▶ _Selection_:
○ ○ ○
Saturday, June 21, 2014

What Is Learning? The Debate That Should Not Continue

        It seems that our nation, and possibly the world, are in the throws of a debate of what education should look like and ultimately what learning really is.  Granted, change is always difficult.  And although it seems education or learning should always be about change, growth and adaptation, we can also safely say that it’s also about tradition, compliance, control and power.
     In addition to the standard debates about educational reforms, there are two other forces contributing to the newer level of debate.  First, technology has become so dominant and influential in all aspects of the world economically, socially and politically, that education can no longer ignore technology or attempt to work outside of it.  Two, the impact of the changing global economy are finally becoming a reality.  The nature of jobs and employment is dramatically being altered so fast that all educational entities are being forced to reckon with what it all means.
         In an attempt to boil it down, this is a summary of the major divide in education: Does one learn better through a highly structured, top down approach (teacher delivering content or info, students taking notes and ultimately regurgitating the information back on tests, etc.) or by doing real world work (project-based, bottom up, student-directed, etc.)?
           To me, it seems almost tragic that we’re still really struggling with this or having a debate at all.  How complicated can it be?  Haven’t we always known that learning by doing is far superior?  Education researchers have documented over and over that lecture and teacher directed instruction (listening, notes, etc.) is by far the lowest form of learning.  And simultaneously, that learning by doing/student-directed learning (project-based featuring choices, ownerships, etc.) is ultimately closest to the highest form of learning?
○ ○ ○
▶ _What to do_:
A: According to the post on learning, what have education researchers documented as the lowest form of learning?
B: Translate this sentence from the post on learning into Spanish: "Granted, change is always difficult."
C: Retype the stretch of the post on learning from "In an attempt" through "up, student-directed, etc.)?".
The listing that comes after this post on learning is not needed.

▶ _Record excerpts_:
○ ○ ○
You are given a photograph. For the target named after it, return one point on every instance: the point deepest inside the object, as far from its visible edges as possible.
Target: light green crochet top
○ ○ ○
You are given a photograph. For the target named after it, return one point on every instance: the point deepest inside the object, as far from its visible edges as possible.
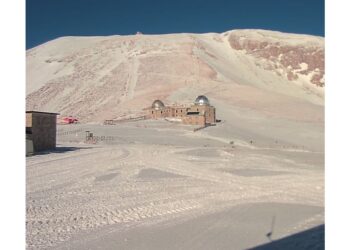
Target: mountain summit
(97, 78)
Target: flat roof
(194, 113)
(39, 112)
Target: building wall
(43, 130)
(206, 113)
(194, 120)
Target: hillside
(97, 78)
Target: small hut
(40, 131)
○ ○ ○
▶ _Answer set_:
A: Lecture and teacher-directed instruction (listening, notes, etc.) are by far the lowest form of learning.

B: Es cierto que el cambio siempre es difícil.

C:
In an attempt to boil it down, this is a summary of the major divide in education: Does one learn better through a highly structured, top down approach (teacher delivering content or info, students taking notes and ultimately regurgitating the information back on tests, etc.) or by doing real world work (project-based, bottom up, student-directed, etc.)?